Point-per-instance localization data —
##########

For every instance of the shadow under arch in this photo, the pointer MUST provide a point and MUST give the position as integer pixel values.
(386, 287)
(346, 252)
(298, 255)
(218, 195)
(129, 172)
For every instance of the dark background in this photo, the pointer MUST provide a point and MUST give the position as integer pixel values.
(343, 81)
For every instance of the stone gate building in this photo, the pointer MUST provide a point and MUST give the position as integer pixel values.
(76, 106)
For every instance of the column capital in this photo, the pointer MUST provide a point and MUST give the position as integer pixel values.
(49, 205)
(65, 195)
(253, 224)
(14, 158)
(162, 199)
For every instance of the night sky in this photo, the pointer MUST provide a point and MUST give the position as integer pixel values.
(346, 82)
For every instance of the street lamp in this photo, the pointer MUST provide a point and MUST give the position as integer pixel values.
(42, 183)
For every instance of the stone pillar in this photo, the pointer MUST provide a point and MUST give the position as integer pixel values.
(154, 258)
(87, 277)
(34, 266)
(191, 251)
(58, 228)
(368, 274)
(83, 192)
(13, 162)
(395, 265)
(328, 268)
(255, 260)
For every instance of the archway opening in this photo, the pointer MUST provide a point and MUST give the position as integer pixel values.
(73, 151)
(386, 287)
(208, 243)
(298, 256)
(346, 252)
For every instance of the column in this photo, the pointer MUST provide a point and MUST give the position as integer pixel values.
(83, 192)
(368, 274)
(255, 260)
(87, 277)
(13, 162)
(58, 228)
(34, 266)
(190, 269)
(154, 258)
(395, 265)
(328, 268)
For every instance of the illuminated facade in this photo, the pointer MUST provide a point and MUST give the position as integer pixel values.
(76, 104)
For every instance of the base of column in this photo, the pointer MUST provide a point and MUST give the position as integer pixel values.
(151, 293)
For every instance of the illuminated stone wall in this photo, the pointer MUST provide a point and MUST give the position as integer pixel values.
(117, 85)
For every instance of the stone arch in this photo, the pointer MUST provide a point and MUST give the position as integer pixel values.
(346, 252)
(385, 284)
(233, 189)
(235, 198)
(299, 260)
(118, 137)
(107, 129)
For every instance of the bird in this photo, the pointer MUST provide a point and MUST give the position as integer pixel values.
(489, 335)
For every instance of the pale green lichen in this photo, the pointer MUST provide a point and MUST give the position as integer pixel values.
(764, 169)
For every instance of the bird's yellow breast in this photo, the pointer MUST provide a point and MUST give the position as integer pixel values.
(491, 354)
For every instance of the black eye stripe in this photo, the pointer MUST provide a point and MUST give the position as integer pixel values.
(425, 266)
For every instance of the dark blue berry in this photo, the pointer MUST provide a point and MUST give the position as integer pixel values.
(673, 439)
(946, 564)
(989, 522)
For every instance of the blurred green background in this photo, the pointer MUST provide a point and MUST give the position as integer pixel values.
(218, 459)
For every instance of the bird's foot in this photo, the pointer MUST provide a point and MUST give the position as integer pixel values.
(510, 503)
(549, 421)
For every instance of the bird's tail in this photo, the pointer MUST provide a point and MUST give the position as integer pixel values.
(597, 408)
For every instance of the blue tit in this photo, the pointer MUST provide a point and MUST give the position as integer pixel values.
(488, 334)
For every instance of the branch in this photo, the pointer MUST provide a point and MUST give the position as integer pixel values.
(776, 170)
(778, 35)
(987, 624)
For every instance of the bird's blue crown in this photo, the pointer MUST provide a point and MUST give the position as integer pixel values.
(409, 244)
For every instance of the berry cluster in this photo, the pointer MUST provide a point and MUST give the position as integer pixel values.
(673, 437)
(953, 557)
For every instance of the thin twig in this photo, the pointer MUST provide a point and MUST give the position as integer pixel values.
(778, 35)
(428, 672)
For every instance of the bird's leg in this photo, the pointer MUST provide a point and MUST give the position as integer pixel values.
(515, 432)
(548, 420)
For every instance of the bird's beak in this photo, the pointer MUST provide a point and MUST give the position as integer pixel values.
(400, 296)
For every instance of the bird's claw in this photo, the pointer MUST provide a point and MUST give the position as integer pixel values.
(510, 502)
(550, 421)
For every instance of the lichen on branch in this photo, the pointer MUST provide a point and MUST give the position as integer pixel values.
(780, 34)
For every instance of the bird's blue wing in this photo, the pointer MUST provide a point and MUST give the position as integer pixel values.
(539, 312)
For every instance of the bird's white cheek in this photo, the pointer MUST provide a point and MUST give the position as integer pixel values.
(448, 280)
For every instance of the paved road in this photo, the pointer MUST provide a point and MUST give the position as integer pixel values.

##########

What you should do — The data above must be repeated in its entirety, exactly as given.

Exercise result —
For every instance of the shadow under arch in this photo, the pointer MUST provide a point and MUST give the position as integer pixel values.
(386, 287)
(346, 252)
(298, 255)
(218, 195)
(129, 172)
For every instance of the dark background in this photo, the pointer MUST provide a point and MUST give the position as integer pixel values.
(343, 81)
For every instance of the stone gate building in this photo, the pointer MUST provide a point and MUST give the position as integer pixel values.
(76, 106)
For every instance of the column capital in this photo, the pointer MUST provide a point and MUST give the position as integer pixel values.
(49, 205)
(65, 195)
(253, 224)
(14, 158)
(162, 199)
For every instance of the night sky in this photo, the pointer MUST provide a point and MUST give the position as integer pixel values.
(346, 82)
For every instance of the street lamp in this photo, the pointer MUST provide a point and MUST give the position as integer pixel values.
(42, 183)
For every instance of the stone pillar in this photo, the pointer MUST provide a point and MUST give the position as integer pixel values.
(154, 258)
(87, 277)
(34, 266)
(191, 251)
(58, 228)
(368, 274)
(83, 192)
(13, 162)
(395, 265)
(328, 268)
(255, 260)
For every instance of the archway opening in this photo, the pointer MUST provide a point and MUST give the position as integer pixel values.
(73, 151)
(386, 287)
(208, 243)
(298, 256)
(346, 252)
For every instance of the column in this photo, the pointer MUST provide a point and MUST give the position as integer pixel values.
(83, 192)
(368, 274)
(255, 260)
(87, 277)
(13, 162)
(58, 228)
(34, 266)
(190, 269)
(154, 258)
(395, 265)
(328, 268)
For every instance of the illuminated facade in this photo, the pointer MUST provide a point and MUST give the position as integer pixel values.
(76, 104)
For every instance of the base of column in this photo, the pointer MUST provide a point and MUST give the position as integer pixel values.
(151, 293)
For every instance of the illuminated stone wall in this photo, the pointer MUST provide a point and MUST give the position as integer pixel values.
(117, 85)
For every instance of the stone arch in this photo, the pointer MUST provide a point and MUST give the position as integer pixel values.
(346, 252)
(385, 284)
(233, 189)
(235, 198)
(299, 260)
(118, 137)
(107, 129)
For every instance of the bird in this photo, the pointer MUST provide a point and MUST give the position as integer pixel values.
(489, 335)
For every instance of the pale green lichen in this photo, the pointer MUST provide a point and MUST give the position as integer pixel values.
(764, 169)
For every instance of the bird's yellow breast in this photo, the pointer MUST provide a point and MUST give the position as integer pixel values.
(491, 354)
For every instance of the black eye stripe in this photo, the pointer MUST provide a point and MUST give the position as integer pixel values.
(425, 266)
For every instance of the dark blue berry in this photo, the pointer MUST provide a point and MUST give the position as integer pixel values.
(673, 439)
(946, 564)
(989, 522)
For every instance of the blurred green background in this photo, the pointer MUST provide a point and MUST give the position as integer pixel values.
(218, 459)
For every instance of the bird's foot in this photo, the pointer MUST provide a point and MUST give the position as integer pixel values.
(510, 503)
(549, 421)
For every instance of the bird's tail in this photo, the pointer MUST provide a point and MUST give the position as integer pixel values.
(597, 408)
For every instance of the blue tit in this photo, the pointer MUST provide a point and MUST give the position as integer pixel values.
(488, 334)
For every instance of the branch in this photo, the pointer MUST provide a point and MUST give the position as integer pixel values.
(776, 170)
(778, 35)
(987, 624)
For every instance of the bird's blue crown in this photo, the pointer MUST provide a point and MUST give the position as integer pixel values.
(409, 244)
For every instance of the berry cluster in this photo, the pointer MUST provide a point and MUST give the position as integer pixel values.
(673, 437)
(953, 557)
For every instance of the thin twig in this photo, the pointer MUST provide a point and MUST give the position as integer pixel values.
(778, 35)
(428, 672)
For every instance of the bird's leg in this photo, the pointer MUST provide a point and MUST give the position as integer pixel values.
(515, 432)
(548, 420)
For every instance of the bird's beak in this photo, the pointer MUST provide a point and MUST give the position as integer pixel values.
(400, 296)
For every instance of the bird's claw in this photo, the pointer MUST provide a point and MUST give the position as integer pixel values.
(510, 502)
(550, 421)
For every instance of the lichen on branch in this photo, the pointer MUST provide a point and MUST give the position as integer pixel values.
(780, 34)
For every instance of the bird's blue wing in this photo, the pointer MUST provide a point and MUST give the position as integer pixel values.
(539, 312)
For every instance of the bird's white cheek in this photo, the pointer MUST provide a point and MUST give the position as integer pixel values.
(448, 280)
For every instance of the paved road in this photo, the pointer MUST provide a point and MUST give the position as integer pixel values.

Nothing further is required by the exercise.